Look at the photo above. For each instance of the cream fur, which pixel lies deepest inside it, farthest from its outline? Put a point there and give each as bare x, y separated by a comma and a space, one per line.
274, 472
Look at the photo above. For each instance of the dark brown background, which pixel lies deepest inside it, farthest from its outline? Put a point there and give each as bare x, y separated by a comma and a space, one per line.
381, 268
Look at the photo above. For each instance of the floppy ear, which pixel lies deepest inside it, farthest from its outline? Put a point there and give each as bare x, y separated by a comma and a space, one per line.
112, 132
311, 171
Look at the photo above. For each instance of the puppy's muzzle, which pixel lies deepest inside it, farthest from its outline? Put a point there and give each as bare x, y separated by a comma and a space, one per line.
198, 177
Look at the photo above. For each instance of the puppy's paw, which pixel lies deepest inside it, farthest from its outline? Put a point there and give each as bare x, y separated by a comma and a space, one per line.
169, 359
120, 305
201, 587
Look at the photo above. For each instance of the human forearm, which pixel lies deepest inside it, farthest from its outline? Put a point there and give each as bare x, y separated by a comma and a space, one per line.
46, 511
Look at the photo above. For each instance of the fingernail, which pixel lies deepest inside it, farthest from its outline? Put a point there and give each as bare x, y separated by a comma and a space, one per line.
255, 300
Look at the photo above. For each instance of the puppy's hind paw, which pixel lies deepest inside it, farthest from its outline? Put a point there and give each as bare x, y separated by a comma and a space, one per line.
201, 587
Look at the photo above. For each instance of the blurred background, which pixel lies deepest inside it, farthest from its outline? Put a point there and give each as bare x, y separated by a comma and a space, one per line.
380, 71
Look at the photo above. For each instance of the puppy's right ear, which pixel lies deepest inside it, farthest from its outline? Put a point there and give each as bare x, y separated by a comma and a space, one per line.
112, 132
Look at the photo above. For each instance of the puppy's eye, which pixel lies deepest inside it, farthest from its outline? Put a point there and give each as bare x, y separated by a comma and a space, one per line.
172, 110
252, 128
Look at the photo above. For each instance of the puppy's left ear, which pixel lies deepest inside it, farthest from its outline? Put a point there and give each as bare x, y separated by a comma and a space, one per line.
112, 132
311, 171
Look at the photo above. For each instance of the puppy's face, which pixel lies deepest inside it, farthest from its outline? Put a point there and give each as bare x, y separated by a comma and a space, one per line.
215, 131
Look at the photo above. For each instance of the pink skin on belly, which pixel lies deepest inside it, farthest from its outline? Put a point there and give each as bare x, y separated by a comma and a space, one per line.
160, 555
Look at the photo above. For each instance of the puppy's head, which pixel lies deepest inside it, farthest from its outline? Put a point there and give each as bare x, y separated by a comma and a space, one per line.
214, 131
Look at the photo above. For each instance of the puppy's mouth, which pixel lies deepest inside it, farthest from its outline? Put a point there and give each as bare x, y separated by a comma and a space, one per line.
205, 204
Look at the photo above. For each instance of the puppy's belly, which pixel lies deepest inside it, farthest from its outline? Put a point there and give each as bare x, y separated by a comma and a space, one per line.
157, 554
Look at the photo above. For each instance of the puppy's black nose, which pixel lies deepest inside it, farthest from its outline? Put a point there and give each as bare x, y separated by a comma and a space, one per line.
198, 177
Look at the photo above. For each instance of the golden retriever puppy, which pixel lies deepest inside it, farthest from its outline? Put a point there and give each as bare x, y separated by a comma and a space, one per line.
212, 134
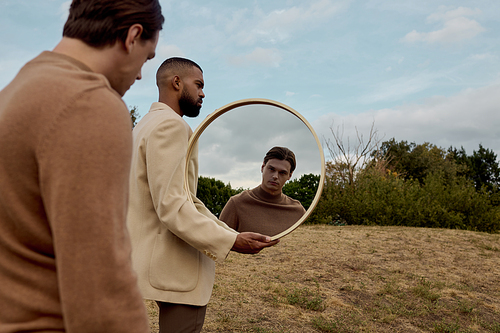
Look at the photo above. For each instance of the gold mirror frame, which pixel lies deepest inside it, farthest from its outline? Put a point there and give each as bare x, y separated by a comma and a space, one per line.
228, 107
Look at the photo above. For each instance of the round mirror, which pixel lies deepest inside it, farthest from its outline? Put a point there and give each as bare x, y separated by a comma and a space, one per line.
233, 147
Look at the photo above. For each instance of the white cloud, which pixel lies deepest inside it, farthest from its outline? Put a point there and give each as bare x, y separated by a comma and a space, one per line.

※ ※ ※

• **Your instructions**
Give an exact copy of the material, leaving out every picture.

• **Response for this exercise**
Look at the photo above. For each instance of the cream fur, which pixel lies deepest inside it, farthest from its outline? Put a point there and give each as bare x, y separated by a comma and a space, one per line.
274, 472
Look at the photo above. For each instance of the dark brown background, which pixel lies deepest inside it, farthest from its outline? Put a point there and give each as bare x, y separated by a comma and a space, one per line.
381, 268
Look at the photo above. For each instance of the floppy ear, which pixel lies deepest inside it, farthest from its outline? Put a point there and give each as bare x, y separated by a comma and a space, one per line.
112, 132
311, 171
Look at the photo above. For each instance of the puppy's muzzle, which pixel lies deepest inside it, farthest from its outline? Put a point there and give each as bare x, y separated by a comma and a space, one per line.
198, 177
Look at the photo above. For each instance of the puppy's paw, which pixel lies deepest inside it, farthest from its outline? Put a point there and give each as bare x, y separated by a comma and a space, one per line.
169, 359
120, 305
201, 587
Look at the photo above. For each instance of the human forearm, which pixel lies deepest inside it, farthest from its outline? Put a point there and give each as bare x, y separated by a comma and a space, one per line.
46, 511
Look at the photo above. For each instance of the fingernail, which pixel lies deepest inside it, farthest from its outline? Put a point there and give each as bare x, y separated by a comma and a space, one per line.
255, 300
Look at the photo above. For each instance of the puppy's hind paw, which pixel lies deepest inside it, farthest from its outline? Put a point there and give each as bare x, y separated by a comma and a space, one per line.
201, 587
Look at the photo above. For each instance of the blurred background, which pixel lies deepest inside it, farthest from its outline? Put a point there and give each as bare x, y separated by a comma and a space, one per line.
380, 71
Look at the photo above. For each instance of the puppy's right ear, which pixel lies deepest inside it, farthest from its outline? Put a point there and give each as bare x, y separated by a comma and a space, one per line.
112, 132
Look at the photo above. For each instance of the puppy's eye, which pixel lies deepest inside it, farthest from its outline? Put a point there and give each as bare x, y separated by a comma and a space, one per line.
172, 110
252, 128
Look at the photo above. For each instance of the puppy's left ear, which pixel lies deepest inside it, farthest from its outline? Put a point there and give each as bare x, y separated by a comma and a space, one per line.
112, 132
311, 171
Look at the photo above. For each instance of the puppy's face, which pixel lies deepest inside it, farthest from its outline? Put a point there and give each as bare x, y separated by a comma and a space, one per line.
215, 131
Look at the photo above. For each instance of the pink skin on belly, which pixel lies deepest inside it, farthest from its outline? Put a point there and give each as bare x, y separated by a comma and a space, one per line.
160, 555
Look at the photo above. For each instance of the puppy's head, which pixel lies deepest inside it, farthest from its outline? Put a point there and give each as bare x, y separated by a comma and a space, one per line.
214, 131
Look at the photo above. For each instance of the puppy's mouth, which pixel lies deepest inside it, farthest from its outline? Put a point there and give each as bare x, y separated by a comma and a space, one per line.
205, 204
Look at the photo above. For each instance of the puppy's belly, which pixel lies deepest inside it, farthest from its outline? Put a point there and give each as bare x, y separated by a comma and a space, one per line.
157, 554
Look at the photo above. For each instance of the puppy's black nose, which pixel lies deepest inside it, farthest from its outline? Put a point there and give each as bare x, y separated by a comma and a space, one per line.
198, 177
Look at the photo above. For each instance of the golden retriever puppy, which pixel lies deepest inside it, farthest from its outline? Put a point there and give each as bare x, y separated by a comma and a space, one per line.
212, 134
Look at the photo above. For each instance of the gold mirror frame, which pixel lies deepest inside it, farthest from its outline? Put a point there and give each as bare x, y separated by a comma and a space, one per line.
228, 107
Look at the photo above. For each instance of the round mirror, which pixel lies deepest inside it, farthest from its outline? Put a point there and give each as bare x, y separated by a comma and a space, one per line.
233, 147
Look at the photo above. For each instance of the white cloud, which pixel lies deepest inside it, farthest from its outline? Put a point there and give each as bare x, y separated by a comma and a space, one per line.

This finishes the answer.